* _TEXT SECTION_
┌──
UPDATE: 2:50 p.m. EDT – Missouri Gov. Eric Greitens granted a stay of execution Tuesday for death row inmate Marcellus Williams. Williams was scheduled to be executed Tuesday evening for the 1998 death of Felicia Gayle. New technology not previously available during Williams trial, however, showed that DNA evidence on the murder weapon did not match that of Williams. Instead, it belonged to an unknown man.

"A sentence of death is the ultimate, permanent punishment," Greitens said in a statement. "To carry out the death penalty, the people of Missouri must have confidence in the judgement of guilt. In light of new information, I am appointing a Board of Inquiry in this case."

Original story:

A Missouri man was set to be executed Tuesday night despite DNA evidence that cast doubt on his guilt. Marcellus Williams, 48, was sentenced to death in 2001 for stabbing former St. Louis Post-Dispatch reporter Felicia “Lisha” Gayle to death in 1998.

Recent DNA evidence, however, showed the DNA found on the murder weapon did not match that of Williams. Using technology not available during his initial trial, investigators find that the DNA on the knife belonged to an unknown male.

“[The DNA] isn’t enough to incriminate someone, but it is enough to exclude someone,” Greg Hampikan, the forensic DNA expert and biologist who analyzed it, told CNN Monday. “It’s like finding a Social Security card with some blurred numbers. There’s still enough there to at least exclude someone.”

On the eve of his execution, Wiliams’ lawyers filed a brief with the United States Supreme Court asking them to halt the execution and analyze the new evidence. Justice Neil Gorsuch, circuit justice for the 8th U.S. Circuit Court of Appeals which includes Missouri, had not ruled Monday evening.

“In this case, there is conclusive evidence that another man committed the crime,” said the brief, written by defense lawyer Kent Gipson.
└──
* _WORK TASK 1_
Repeat the portion of the Marcellus Williams article that begins at the words "A Missouri man" and stops after "an unknown male.".
* _WORK TASK 2_
Decide whether each statement below agrees with the Marcellus Williams article, answering yes or no and quoting the article's deciding words.
(a) Williams was sentenced to death in 2001.
(b) The DNA found on the knife matched Williams.
(c) Justice Neil Gorsuch had ruled on the brief by Monday evening.
* _WORK TASK 3_
Resume the Marcellus Williams article after its final sentence and carry it further.

* _DATASET ENTRIES_
┌──
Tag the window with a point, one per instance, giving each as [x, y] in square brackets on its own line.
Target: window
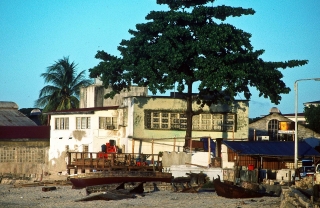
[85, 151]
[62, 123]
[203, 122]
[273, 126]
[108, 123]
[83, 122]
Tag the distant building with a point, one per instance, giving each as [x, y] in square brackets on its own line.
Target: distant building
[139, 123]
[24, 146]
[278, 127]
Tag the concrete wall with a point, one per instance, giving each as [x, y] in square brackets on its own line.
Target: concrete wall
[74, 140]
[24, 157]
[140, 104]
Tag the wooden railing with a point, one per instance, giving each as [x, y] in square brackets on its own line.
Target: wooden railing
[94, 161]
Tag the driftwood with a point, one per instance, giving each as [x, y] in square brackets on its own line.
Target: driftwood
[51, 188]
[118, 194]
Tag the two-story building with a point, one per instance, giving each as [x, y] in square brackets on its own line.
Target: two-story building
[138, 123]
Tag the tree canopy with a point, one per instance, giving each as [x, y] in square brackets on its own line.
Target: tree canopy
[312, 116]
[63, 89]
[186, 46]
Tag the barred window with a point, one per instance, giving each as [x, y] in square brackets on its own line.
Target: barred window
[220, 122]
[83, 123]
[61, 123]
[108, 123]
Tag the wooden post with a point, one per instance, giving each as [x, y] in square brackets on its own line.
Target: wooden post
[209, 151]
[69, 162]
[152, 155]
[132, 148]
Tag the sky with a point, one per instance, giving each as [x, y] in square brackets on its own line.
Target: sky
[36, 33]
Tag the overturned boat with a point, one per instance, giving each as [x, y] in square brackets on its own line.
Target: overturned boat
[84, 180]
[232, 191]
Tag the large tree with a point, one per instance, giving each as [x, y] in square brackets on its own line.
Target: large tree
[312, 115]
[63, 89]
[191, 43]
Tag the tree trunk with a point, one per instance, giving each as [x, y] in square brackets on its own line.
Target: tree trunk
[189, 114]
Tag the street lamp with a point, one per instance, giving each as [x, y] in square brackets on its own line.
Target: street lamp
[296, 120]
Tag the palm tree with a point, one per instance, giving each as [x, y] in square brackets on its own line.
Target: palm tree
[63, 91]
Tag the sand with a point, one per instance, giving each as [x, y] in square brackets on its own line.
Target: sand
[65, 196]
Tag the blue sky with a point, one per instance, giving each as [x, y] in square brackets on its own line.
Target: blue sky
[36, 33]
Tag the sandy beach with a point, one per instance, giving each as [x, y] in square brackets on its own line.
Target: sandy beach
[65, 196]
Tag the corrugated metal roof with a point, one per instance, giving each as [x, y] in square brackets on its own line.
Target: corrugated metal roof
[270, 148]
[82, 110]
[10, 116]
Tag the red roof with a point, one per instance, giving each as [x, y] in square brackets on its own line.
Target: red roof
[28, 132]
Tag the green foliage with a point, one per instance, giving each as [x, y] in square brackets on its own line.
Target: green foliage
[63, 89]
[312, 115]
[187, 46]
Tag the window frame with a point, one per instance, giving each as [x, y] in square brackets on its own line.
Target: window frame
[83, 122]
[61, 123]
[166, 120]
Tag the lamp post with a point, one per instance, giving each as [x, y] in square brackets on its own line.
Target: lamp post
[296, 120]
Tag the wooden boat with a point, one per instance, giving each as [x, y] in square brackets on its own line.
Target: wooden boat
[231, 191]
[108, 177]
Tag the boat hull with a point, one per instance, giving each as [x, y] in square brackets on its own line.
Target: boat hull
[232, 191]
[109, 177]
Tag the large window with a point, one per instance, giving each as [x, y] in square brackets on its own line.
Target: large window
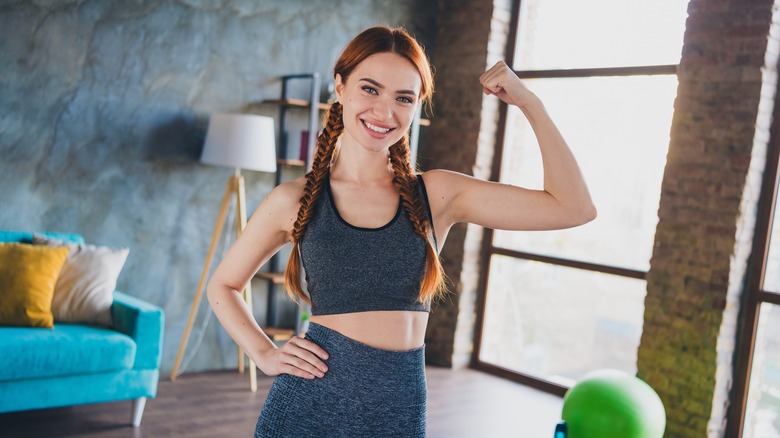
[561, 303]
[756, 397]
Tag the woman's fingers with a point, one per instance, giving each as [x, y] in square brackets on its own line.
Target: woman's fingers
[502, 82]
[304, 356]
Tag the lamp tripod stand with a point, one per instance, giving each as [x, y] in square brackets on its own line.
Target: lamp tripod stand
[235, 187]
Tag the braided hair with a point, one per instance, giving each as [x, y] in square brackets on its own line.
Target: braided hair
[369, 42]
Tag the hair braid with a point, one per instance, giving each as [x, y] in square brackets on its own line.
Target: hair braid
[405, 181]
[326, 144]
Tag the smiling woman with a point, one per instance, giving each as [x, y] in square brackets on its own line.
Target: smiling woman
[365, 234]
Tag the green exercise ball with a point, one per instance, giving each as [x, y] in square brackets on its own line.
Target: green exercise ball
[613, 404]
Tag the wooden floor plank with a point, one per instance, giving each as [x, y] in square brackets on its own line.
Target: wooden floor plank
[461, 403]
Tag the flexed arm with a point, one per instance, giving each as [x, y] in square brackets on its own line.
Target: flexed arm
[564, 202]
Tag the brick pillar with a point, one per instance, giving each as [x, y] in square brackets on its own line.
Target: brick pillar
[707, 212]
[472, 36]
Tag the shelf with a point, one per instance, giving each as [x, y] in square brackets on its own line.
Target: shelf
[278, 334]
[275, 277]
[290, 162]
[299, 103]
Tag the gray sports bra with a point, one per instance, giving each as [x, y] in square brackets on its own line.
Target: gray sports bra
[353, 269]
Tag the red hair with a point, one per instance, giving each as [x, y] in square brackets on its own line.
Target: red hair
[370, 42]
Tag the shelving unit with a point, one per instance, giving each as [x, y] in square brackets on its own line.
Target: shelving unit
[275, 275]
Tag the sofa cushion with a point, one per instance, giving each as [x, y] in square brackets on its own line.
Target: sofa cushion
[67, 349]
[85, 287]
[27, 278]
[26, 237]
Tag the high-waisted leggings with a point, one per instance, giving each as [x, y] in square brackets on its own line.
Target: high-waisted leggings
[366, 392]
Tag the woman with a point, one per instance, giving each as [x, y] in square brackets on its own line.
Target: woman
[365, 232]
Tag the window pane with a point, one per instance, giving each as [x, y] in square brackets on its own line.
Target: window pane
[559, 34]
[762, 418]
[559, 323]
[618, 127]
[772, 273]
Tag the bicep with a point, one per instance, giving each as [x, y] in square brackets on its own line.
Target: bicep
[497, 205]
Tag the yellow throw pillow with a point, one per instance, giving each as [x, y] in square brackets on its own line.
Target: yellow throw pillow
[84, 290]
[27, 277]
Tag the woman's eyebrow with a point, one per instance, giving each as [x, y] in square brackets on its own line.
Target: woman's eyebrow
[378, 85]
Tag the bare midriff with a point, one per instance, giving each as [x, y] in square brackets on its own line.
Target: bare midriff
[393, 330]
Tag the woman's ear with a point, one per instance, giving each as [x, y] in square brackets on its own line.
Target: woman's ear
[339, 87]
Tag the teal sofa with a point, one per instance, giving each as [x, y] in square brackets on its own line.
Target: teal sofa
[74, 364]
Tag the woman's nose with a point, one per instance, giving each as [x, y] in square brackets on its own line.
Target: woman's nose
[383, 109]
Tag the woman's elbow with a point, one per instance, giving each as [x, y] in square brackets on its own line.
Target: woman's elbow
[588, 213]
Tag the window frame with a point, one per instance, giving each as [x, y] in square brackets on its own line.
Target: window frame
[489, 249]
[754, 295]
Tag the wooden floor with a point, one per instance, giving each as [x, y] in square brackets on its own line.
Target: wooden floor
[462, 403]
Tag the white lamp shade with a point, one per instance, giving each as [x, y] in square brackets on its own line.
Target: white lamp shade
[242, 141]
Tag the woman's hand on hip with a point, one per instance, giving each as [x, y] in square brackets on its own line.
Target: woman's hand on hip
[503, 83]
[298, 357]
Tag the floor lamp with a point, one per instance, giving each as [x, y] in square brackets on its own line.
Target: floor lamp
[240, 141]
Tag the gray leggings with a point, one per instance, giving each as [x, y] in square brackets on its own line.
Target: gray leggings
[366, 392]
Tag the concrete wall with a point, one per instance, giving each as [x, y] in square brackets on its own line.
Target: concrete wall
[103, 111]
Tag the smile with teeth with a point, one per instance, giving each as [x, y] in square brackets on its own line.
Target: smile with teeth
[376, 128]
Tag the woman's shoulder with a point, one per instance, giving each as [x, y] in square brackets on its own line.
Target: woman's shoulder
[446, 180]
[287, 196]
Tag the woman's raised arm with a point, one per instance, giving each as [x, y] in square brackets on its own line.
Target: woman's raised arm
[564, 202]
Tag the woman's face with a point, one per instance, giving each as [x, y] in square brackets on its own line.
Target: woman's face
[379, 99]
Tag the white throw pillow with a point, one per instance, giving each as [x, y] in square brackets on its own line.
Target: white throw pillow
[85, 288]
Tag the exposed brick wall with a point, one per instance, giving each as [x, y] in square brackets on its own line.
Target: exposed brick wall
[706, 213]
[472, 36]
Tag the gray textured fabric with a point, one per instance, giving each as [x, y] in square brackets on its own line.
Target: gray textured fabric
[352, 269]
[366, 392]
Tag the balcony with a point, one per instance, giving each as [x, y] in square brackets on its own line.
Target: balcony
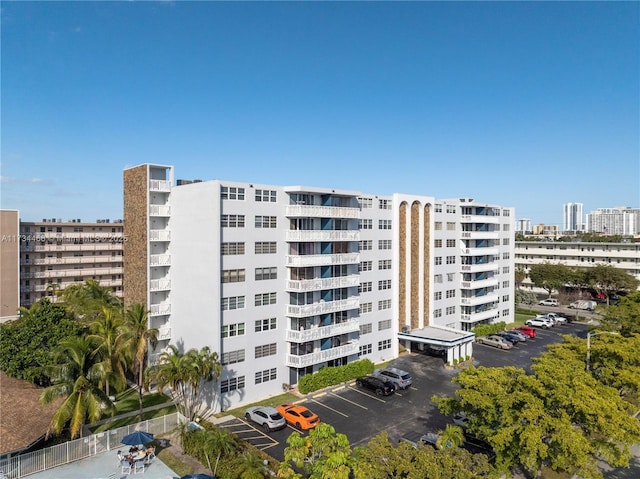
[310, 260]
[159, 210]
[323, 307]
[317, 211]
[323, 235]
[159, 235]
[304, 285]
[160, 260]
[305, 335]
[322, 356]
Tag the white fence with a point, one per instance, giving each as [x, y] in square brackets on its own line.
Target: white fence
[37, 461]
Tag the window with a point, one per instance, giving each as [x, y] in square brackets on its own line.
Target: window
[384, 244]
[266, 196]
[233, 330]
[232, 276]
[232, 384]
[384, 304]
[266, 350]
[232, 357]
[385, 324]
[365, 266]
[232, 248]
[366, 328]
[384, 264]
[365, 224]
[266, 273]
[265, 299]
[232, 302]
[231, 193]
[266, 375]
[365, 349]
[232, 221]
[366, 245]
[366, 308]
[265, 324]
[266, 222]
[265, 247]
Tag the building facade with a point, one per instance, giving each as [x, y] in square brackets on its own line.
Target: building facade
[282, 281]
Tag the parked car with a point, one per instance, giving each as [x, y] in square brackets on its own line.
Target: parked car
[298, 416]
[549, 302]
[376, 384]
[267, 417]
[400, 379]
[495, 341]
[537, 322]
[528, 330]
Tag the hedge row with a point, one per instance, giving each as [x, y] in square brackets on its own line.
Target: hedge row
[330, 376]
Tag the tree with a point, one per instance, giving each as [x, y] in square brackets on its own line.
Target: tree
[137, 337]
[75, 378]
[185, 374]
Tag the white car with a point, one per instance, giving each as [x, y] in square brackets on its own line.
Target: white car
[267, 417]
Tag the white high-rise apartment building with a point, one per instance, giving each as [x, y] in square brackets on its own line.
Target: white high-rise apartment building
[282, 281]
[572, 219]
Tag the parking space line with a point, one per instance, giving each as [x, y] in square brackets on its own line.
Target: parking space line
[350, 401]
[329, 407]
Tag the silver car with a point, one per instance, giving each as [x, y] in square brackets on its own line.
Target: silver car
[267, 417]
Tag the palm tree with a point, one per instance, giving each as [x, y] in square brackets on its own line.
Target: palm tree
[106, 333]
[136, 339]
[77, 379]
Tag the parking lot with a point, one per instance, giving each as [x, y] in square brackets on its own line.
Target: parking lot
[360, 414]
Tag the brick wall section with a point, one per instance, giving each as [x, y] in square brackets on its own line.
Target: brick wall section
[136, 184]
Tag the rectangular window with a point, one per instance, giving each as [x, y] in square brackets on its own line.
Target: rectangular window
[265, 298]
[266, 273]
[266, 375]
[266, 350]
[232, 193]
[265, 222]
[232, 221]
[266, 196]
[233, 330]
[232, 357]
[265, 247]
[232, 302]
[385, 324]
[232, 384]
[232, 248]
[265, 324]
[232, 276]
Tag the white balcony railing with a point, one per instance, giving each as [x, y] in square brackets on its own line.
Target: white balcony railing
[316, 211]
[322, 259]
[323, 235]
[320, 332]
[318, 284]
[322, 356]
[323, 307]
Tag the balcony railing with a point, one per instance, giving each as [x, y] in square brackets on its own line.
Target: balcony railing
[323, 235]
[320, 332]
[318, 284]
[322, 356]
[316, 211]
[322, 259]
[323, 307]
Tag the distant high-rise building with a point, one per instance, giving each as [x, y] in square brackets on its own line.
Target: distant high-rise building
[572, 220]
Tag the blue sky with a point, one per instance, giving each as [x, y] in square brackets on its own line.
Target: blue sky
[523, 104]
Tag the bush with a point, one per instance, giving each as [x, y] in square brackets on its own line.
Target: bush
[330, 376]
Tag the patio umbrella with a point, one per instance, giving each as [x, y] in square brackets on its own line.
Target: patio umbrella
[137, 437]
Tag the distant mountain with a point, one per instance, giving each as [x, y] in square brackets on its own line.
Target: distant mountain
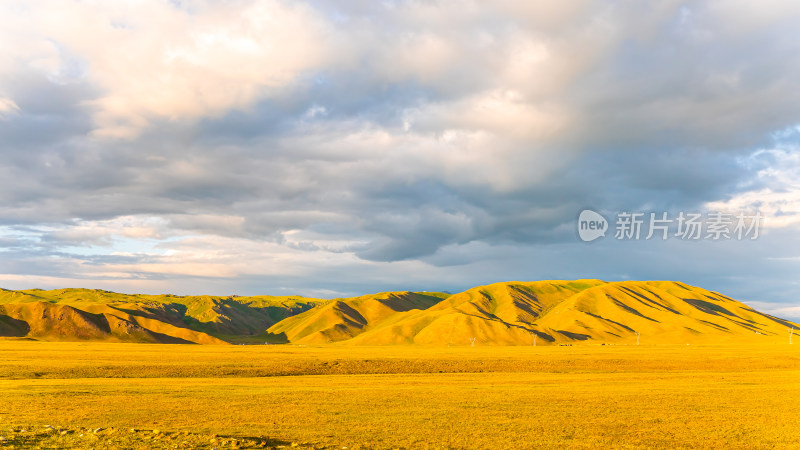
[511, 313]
└──
* _WRITTEN RESPONSE 1_
A Missouri man was set to be executed Tuesday night despite DNA evidence that cast doubt on his guilt. Marcellus Williams, 48, was sentenced to death in 2001 for stabbing former St. Louis Post-Dispatch reporter Felicia “Lisha” Gayle to death in 1998.

Recent DNA evidence, however, showed the DNA found on the murder weapon did not match that of Williams. Using technology not available during his initial trial, investigators find that the DNA on the knife belonged to an unknown male.

* _WRITTEN RESPONSE 2_
(a) Yes: "was sentenced to death in 2001"
(b) No: "the DNA on the knife belonged to an unknown male"
(c) No: "had not ruled Monday evening"

* _WRITTEN RESPONSE 3_
Williams’ attorneys said there was no forensic evidence explicitly linking him to the crime and that the case was based on untrustworthy testimony from two convicted felons out for the $10,000 reward: namely, his ex-girlfriend and a former cellmate. The state, however, said it had enough non-DNA evidence to back up Williams’ conviction. Lawyers cited a laptop belonging to Gayle that Williams had sold in the wake of her death. A lack of DNA evidence, they said, did not attest to his innocence.

“Based on the other, non-DNA evidence in this case, our office is confident in Marcellus Williams’ guilt and plans to move forward,” said Loree Anne Paradise, deputy chief of staff for Missouri Attorney General Josh Hawley.

The Missouri Supreme Court postponed his execution once before, in 2015, to allow time for DNA testing to be completing. The very same court, however, declined to stop the execution last week after the results of the testing were revealed.

Williams himself has asserted his innocence from day one.

“He’s at peace,” his son, Marcellus Williams II told CNN Monday. “I think tomorrow he’s going to be murdered. He [is] an innocent man, and that’s not right. Someone murdered that woman, but it wasn’t my father. I wish they would find the right suspect and charge them to the fullest extent of the law.”